* _AIM OF THE EXERCISE_
Rewrite the part of the listing that opens with the line containing "point: the upper" and runs through the end of the listing, keeping every line. Shift each x and y coordinate by adding 122 to it.

____

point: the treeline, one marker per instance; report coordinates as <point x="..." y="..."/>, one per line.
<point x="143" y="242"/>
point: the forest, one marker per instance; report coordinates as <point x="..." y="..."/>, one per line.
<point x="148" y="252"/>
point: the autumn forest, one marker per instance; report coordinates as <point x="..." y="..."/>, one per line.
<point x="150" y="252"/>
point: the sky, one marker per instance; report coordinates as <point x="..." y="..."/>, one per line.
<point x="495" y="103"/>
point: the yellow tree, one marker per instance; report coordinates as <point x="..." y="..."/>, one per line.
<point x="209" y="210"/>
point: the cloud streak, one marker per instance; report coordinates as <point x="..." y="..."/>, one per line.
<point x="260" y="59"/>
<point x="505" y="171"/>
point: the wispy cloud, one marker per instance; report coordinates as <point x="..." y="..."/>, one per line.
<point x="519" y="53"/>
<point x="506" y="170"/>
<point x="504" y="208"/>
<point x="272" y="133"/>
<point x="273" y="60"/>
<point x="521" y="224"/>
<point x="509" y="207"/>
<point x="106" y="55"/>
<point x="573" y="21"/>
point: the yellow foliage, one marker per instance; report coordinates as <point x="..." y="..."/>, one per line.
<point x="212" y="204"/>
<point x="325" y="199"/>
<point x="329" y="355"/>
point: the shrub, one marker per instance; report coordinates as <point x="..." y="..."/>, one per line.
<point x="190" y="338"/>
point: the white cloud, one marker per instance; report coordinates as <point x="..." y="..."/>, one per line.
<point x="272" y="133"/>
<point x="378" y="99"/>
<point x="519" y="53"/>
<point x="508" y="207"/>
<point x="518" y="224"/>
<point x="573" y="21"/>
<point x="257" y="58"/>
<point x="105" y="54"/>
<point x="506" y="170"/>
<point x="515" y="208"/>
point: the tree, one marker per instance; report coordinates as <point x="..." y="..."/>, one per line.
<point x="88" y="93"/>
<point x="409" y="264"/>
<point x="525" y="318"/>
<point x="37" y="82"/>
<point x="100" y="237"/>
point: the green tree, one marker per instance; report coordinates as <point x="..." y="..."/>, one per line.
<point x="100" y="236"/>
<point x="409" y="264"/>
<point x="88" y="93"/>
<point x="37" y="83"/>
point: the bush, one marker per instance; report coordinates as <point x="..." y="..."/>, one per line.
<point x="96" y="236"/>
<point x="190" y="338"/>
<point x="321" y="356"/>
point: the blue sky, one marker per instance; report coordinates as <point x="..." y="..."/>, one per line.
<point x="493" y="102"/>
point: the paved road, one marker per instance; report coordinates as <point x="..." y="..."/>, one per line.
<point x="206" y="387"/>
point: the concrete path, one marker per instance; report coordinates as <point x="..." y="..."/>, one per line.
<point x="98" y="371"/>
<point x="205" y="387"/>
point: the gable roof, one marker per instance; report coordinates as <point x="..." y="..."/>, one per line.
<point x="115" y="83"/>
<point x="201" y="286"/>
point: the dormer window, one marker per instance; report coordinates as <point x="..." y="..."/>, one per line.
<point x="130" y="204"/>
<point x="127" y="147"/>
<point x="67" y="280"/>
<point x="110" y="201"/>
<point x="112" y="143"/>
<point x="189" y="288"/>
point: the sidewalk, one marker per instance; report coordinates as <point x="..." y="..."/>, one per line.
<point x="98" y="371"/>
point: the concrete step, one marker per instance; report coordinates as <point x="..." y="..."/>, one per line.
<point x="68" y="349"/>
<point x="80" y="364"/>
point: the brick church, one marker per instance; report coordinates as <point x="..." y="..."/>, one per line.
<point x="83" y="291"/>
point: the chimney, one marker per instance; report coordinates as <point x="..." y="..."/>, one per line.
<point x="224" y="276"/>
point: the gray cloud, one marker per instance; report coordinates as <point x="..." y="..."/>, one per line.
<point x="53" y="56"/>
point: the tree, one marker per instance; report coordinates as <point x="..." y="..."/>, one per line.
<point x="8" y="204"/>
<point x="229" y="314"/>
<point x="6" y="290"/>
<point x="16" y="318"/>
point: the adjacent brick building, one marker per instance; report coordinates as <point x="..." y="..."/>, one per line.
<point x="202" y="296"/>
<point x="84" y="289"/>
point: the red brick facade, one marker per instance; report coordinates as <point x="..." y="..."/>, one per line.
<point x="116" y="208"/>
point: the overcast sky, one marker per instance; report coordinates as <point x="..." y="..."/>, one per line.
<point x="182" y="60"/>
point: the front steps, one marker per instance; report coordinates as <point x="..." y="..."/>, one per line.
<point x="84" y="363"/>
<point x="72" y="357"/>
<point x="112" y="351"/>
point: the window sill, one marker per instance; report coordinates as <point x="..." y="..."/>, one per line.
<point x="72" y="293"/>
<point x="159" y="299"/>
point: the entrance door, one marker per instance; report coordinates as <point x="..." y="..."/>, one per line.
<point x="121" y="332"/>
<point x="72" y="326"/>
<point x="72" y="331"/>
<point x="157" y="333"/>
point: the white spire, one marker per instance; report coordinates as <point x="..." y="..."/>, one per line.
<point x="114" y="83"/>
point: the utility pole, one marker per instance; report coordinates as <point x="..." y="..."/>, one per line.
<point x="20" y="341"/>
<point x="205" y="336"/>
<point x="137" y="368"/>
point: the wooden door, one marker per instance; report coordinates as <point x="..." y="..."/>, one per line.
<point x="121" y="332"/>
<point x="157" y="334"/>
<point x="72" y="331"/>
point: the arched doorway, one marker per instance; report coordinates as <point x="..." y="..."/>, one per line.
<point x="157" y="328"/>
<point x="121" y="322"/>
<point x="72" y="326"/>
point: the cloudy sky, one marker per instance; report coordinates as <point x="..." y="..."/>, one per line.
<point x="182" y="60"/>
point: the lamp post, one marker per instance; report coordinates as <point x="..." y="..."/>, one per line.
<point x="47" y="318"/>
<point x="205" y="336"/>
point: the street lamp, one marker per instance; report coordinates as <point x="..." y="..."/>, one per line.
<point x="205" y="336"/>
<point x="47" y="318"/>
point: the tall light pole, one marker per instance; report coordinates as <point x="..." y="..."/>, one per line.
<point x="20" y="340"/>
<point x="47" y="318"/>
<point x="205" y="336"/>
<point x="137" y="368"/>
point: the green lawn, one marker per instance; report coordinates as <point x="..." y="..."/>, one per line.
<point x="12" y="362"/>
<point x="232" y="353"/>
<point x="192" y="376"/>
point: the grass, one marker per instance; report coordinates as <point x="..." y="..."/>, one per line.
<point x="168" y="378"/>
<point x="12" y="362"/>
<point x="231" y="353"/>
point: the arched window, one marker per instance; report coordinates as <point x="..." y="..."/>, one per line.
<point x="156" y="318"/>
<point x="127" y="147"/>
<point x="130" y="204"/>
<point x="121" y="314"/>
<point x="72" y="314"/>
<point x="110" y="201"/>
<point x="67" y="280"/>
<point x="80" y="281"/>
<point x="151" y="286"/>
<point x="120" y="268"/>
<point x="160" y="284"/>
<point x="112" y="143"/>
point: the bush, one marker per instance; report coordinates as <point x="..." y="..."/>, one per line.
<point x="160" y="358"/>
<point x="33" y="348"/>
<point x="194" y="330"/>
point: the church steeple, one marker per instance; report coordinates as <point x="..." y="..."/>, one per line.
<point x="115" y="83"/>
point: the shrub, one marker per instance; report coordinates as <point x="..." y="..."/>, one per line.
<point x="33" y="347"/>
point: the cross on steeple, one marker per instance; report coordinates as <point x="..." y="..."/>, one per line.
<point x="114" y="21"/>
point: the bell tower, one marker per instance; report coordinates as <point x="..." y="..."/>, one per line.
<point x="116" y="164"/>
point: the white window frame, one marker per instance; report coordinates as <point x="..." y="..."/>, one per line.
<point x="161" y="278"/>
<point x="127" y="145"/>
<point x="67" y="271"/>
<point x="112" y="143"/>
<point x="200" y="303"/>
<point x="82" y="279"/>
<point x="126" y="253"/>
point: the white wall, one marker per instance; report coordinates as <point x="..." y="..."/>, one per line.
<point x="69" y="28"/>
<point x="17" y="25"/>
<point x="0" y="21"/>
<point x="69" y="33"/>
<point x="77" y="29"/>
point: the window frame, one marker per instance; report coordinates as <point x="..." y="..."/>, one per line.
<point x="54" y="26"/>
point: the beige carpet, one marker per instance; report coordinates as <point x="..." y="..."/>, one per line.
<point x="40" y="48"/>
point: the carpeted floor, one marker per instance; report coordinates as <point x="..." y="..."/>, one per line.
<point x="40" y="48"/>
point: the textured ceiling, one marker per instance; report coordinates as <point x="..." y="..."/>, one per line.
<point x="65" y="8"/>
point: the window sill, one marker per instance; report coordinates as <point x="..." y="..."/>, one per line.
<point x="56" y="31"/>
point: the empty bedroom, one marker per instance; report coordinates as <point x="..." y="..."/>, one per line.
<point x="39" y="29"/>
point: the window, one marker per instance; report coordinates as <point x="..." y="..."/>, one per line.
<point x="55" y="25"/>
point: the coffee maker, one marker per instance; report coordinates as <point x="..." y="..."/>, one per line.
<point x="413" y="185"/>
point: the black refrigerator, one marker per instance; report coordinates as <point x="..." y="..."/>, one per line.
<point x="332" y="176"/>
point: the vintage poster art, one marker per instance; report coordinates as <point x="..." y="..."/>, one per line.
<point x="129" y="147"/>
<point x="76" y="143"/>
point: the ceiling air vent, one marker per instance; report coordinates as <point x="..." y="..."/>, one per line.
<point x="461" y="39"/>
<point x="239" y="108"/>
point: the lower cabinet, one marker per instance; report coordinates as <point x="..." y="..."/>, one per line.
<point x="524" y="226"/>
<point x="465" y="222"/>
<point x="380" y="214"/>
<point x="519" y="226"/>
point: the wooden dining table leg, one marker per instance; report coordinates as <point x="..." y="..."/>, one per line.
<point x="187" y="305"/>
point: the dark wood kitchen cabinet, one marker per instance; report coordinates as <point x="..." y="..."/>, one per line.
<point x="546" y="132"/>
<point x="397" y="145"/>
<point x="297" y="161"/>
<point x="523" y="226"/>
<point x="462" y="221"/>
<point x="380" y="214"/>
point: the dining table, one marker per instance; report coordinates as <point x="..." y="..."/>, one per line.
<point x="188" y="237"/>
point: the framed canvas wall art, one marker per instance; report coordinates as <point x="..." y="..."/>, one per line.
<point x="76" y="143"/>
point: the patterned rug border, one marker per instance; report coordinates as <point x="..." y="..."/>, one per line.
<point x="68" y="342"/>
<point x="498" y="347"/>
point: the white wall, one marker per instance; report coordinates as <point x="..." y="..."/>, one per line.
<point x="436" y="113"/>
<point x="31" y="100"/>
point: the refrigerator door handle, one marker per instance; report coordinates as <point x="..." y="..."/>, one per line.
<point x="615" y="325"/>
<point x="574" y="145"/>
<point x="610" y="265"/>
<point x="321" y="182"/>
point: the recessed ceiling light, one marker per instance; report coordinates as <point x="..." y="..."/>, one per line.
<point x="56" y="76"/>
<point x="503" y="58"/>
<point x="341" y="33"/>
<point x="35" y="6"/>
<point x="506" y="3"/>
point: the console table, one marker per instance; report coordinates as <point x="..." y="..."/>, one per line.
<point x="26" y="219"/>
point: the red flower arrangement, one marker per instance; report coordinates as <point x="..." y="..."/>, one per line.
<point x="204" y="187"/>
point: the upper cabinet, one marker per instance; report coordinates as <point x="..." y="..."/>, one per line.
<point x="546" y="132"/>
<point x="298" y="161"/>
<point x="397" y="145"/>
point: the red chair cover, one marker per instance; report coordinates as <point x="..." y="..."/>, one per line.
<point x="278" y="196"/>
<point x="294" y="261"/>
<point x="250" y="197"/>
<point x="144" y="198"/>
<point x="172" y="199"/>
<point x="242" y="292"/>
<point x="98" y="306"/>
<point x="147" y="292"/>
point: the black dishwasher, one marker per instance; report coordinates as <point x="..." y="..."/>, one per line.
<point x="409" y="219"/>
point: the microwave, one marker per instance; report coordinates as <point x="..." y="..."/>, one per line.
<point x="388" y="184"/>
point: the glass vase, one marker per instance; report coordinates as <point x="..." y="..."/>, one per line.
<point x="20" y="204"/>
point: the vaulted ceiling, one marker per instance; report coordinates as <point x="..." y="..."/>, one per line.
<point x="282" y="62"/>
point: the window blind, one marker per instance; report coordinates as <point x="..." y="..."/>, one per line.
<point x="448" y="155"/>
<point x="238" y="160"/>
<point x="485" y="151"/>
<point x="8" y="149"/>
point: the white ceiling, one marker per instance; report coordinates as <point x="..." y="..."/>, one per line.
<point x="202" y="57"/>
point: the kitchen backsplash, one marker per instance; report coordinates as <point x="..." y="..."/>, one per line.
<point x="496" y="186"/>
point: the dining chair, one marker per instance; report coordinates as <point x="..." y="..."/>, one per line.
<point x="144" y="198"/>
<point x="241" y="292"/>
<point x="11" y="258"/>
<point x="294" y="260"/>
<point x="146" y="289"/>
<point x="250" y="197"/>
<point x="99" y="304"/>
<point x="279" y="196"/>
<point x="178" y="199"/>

____

* _THE RESULT_
point: the upper cabinet, one marker per instance; report coordinates as <point x="..." y="..."/>, one per line.
<point x="668" y="254"/>
<point x="420" y="283"/>
<point x="519" y="267"/>
point: the red chair cover, one marker per instance; report coordinates as <point x="..." y="..."/>, one per line.
<point x="400" y="318"/>
<point x="416" y="383"/>
<point x="372" y="319"/>
<point x="266" y="320"/>
<point x="294" y="321"/>
<point x="364" y="414"/>
<point x="220" y="428"/>
<point x="269" y="414"/>
point: the black dishwasher, one marker per instance; report coordinates as <point x="..." y="..."/>, one per line.
<point x="531" y="341"/>
point: the microwave, one marker per instance; report coordinates as <point x="..." y="..."/>, one per line.
<point x="510" y="306"/>
point: the glass vase, one marker per instance; report coordinates as <point x="..." y="..."/>, one per line.
<point x="142" y="326"/>
point: the vaulted ceiling, one marker per instance; report coordinates as <point x="..." y="..."/>, one per line.
<point x="404" y="184"/>
point: the window blind, one marker per instance; report coordinates as <point x="..." y="..."/>, one per line.
<point x="570" y="277"/>
<point x="360" y="282"/>
<point x="607" y="273"/>
<point x="130" y="271"/>
point: the white ceiling, one marker per instance; report coordinates as <point x="..." y="..."/>, one per line.
<point x="324" y="179"/>
point: the kitchen backsplash, one marker per instance; report coordinates as <point x="..." y="..."/>, one per line.
<point x="618" y="308"/>
point: the dining chair, one marker per instance; report coordinates as <point x="..." y="..."/>, one per line.
<point x="266" y="320"/>
<point x="363" y="414"/>
<point x="133" y="380"/>
<point x="416" y="382"/>
<point x="268" y="411"/>
<point x="372" y="319"/>
<point x="221" y="426"/>
<point x="401" y="318"/>
<point x="300" y="321"/>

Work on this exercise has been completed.